**Consigne:** Selon l'extrait proposé, quel est le nom du jeune policier chargé de l'enquête dans Terra Alta ?

-------- Extrait proposé

Terra Alta est cette première terre où j'accoste pour découvrir enfin l'univers romanesque d'un auteur qui m'attire depuis longtemps, Javier Cercas.

Terra Alta pourrait être qualifié à première vue de roman policier et il en possède d'ailleurs toutes les qualités, bien plus encore d'ailleurs que les polars d'écrivaillons milliardaires qui envahissent les têtes de gondoles des grandes surfaces au rayon dédié. Vous en avez lu un, vous les avez tous lus, d'une certaine manière c'est bien pratique.

Ce roman transgresse les codes du genre pour nous dévoiler une intrigue, prétexte aussi à nous amener vers d'autres chemins ...

J'ai peut-être enfin compris ici la raison pour laquelle les romans policiers contemporains ne me touchent plus. Ici la question centrale n'est pas de savoir de quoi parle ce livre, mais comment il en parle et comment il me parle.

Bien sûr il y a une intrigue policière, qui se mêle d'ailleurs à la terrible histoire de l'Espagne, celle de la guerre civile qui a meurtri inexorablement ce pays de 1936 à 1939. Mais il y a bien autre chose, sans doute un supplément d'âme, à commencer par la trajectoire du personnage principal, Melchor Márin, jeune policier chargé de l'enquête et qui traverse ce roman iconoclaste dans une sorte de pessimisme solaire qui m'a totalement happé.

----------------
-------- Jeu de données

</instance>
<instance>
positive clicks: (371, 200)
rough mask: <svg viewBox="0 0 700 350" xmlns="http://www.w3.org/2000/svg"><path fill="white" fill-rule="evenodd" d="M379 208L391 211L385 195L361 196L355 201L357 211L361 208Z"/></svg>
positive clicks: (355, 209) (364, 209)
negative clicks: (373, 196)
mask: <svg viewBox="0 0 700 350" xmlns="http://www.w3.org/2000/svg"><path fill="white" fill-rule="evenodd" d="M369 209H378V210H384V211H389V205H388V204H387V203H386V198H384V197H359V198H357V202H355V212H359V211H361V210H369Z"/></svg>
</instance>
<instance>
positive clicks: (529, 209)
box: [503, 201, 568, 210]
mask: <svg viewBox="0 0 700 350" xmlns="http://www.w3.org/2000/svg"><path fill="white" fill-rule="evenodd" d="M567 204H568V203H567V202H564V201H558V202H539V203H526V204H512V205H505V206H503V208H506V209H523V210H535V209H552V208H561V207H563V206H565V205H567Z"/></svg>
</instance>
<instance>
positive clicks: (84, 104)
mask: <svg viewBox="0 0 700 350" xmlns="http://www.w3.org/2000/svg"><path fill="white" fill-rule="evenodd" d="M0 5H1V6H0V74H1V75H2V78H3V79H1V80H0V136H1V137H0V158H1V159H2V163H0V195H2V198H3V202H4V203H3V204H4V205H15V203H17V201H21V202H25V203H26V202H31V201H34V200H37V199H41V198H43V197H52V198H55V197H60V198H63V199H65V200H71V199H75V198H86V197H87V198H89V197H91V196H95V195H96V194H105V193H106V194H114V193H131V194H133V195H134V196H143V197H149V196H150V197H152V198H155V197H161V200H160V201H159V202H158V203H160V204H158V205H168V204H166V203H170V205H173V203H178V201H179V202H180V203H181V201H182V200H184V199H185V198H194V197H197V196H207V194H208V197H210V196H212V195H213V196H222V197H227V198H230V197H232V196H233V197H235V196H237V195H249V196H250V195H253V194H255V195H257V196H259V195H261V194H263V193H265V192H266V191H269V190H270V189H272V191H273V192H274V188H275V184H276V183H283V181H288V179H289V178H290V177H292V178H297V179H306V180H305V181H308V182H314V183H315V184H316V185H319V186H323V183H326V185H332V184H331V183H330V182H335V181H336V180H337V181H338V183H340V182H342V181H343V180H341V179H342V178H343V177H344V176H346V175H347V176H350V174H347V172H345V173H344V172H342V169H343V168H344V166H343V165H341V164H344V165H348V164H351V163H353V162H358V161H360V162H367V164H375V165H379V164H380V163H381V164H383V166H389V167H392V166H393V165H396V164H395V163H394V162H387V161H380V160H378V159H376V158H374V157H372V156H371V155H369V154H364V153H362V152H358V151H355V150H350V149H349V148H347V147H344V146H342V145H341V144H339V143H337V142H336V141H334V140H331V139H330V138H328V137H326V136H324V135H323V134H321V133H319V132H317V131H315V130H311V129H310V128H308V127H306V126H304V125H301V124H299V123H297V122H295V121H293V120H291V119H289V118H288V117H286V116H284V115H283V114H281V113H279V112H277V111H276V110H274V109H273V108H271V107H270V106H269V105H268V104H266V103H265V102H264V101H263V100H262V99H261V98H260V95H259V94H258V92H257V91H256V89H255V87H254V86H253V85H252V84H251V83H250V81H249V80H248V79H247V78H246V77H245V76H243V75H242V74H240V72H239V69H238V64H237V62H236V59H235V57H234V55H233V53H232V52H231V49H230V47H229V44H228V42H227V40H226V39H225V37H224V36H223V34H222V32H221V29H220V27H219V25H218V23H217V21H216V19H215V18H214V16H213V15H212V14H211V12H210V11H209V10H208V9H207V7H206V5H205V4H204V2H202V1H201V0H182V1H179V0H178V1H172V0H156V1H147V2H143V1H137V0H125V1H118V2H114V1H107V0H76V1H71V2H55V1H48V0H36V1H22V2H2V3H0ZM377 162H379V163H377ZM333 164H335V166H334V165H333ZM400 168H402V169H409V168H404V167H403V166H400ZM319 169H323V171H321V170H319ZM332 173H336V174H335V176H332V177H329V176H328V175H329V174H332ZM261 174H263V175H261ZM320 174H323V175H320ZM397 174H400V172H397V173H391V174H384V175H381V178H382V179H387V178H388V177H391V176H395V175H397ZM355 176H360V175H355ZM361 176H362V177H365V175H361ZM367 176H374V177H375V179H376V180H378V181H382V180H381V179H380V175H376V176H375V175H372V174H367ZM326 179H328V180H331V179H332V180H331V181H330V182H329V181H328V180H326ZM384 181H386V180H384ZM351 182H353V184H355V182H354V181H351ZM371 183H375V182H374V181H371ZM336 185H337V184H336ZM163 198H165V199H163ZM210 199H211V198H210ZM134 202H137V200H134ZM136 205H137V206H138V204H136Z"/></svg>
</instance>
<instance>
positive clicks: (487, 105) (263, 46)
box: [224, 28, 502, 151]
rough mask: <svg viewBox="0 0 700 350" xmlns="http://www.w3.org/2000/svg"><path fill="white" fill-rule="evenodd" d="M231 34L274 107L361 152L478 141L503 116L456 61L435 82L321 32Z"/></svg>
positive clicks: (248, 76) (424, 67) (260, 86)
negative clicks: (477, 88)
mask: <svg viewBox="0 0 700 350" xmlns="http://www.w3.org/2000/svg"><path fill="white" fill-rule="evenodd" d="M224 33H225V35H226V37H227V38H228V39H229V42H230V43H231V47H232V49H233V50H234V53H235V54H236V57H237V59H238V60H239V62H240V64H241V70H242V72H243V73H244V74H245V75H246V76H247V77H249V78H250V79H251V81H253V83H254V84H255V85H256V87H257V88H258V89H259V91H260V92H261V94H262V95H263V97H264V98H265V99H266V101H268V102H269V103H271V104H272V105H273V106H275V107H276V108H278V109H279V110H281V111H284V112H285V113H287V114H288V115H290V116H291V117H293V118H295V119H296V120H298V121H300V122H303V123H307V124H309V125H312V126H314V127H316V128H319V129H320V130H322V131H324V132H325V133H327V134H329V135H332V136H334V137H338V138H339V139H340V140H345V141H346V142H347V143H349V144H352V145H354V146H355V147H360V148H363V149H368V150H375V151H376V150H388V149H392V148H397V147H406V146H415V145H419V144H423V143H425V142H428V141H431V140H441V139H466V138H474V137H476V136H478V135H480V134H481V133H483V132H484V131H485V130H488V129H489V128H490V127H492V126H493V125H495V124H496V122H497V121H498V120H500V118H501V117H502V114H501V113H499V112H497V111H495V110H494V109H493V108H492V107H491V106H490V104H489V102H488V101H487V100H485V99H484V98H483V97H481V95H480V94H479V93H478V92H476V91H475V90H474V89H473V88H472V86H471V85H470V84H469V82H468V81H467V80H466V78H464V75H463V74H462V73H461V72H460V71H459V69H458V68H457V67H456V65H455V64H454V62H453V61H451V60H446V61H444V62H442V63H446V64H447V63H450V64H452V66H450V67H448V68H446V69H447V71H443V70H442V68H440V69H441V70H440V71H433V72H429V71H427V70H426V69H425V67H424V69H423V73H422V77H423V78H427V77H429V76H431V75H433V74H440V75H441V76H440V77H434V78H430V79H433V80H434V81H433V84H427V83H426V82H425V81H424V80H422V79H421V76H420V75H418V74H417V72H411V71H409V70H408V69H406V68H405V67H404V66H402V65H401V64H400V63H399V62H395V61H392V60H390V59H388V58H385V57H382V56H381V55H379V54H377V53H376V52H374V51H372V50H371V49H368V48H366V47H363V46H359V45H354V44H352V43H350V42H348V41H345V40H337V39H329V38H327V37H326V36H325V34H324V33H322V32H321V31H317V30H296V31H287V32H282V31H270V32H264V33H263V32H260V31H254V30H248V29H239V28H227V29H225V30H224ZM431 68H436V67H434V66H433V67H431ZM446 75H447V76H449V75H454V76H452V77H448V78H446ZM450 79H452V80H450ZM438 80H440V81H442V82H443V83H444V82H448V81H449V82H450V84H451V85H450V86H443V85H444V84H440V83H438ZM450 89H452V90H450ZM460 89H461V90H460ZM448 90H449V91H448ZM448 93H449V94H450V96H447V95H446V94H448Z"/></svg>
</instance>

----------------
-------- Jeu de données

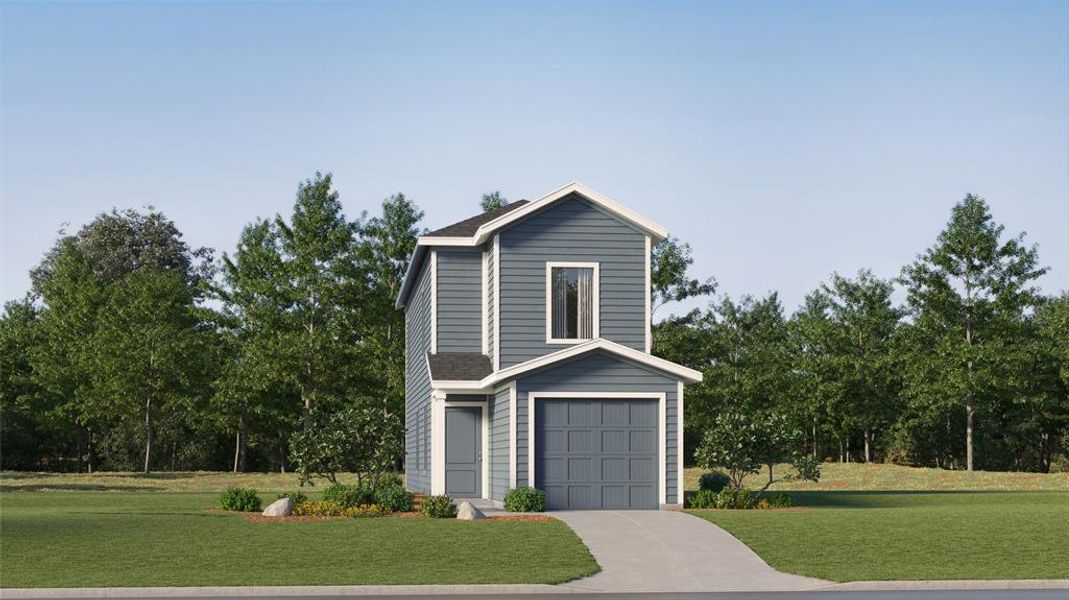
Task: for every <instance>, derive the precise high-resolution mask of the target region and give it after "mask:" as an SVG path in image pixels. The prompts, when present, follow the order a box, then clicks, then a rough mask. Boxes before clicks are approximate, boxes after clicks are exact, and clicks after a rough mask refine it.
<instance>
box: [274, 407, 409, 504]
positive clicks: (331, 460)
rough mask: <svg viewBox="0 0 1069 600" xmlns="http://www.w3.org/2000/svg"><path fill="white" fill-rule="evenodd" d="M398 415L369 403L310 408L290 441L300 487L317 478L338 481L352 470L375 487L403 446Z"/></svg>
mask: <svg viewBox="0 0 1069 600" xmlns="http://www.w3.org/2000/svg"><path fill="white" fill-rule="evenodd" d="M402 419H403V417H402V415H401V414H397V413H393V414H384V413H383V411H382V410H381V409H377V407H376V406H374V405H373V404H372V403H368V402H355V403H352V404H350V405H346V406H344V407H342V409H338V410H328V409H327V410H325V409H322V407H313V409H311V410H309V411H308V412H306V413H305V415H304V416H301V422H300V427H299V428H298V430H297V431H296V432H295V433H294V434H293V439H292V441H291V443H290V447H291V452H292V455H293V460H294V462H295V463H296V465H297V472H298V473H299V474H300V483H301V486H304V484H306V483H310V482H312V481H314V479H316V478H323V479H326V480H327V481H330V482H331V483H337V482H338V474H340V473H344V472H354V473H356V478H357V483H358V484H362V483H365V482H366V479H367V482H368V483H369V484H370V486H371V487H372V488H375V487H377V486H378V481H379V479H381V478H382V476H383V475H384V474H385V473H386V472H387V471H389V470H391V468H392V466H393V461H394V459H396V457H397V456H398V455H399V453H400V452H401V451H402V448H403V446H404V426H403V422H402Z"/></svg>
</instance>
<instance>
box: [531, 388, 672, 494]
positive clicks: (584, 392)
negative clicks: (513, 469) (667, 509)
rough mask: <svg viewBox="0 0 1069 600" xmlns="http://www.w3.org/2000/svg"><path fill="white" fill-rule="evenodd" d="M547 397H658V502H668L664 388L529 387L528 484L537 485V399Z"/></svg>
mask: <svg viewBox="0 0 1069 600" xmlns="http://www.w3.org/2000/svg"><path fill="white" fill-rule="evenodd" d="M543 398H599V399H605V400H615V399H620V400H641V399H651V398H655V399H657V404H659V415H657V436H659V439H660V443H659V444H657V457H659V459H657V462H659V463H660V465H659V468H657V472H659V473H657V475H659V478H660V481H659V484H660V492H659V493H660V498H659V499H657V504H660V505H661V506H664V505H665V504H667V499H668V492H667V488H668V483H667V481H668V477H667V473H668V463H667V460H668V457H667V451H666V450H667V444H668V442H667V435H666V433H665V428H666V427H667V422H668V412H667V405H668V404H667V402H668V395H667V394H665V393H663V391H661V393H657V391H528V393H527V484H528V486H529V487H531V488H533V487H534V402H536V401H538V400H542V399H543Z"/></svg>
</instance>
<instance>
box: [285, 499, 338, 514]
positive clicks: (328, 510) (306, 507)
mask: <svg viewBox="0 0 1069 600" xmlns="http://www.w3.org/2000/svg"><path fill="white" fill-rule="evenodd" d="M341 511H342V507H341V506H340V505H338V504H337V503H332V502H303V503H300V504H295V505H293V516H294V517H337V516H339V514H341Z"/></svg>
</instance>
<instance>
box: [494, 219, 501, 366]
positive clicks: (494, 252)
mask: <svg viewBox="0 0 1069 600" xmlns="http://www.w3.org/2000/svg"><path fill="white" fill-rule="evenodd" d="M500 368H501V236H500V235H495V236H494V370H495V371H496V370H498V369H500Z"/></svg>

----------------

**Réponse rédigée:** Melchor Márin.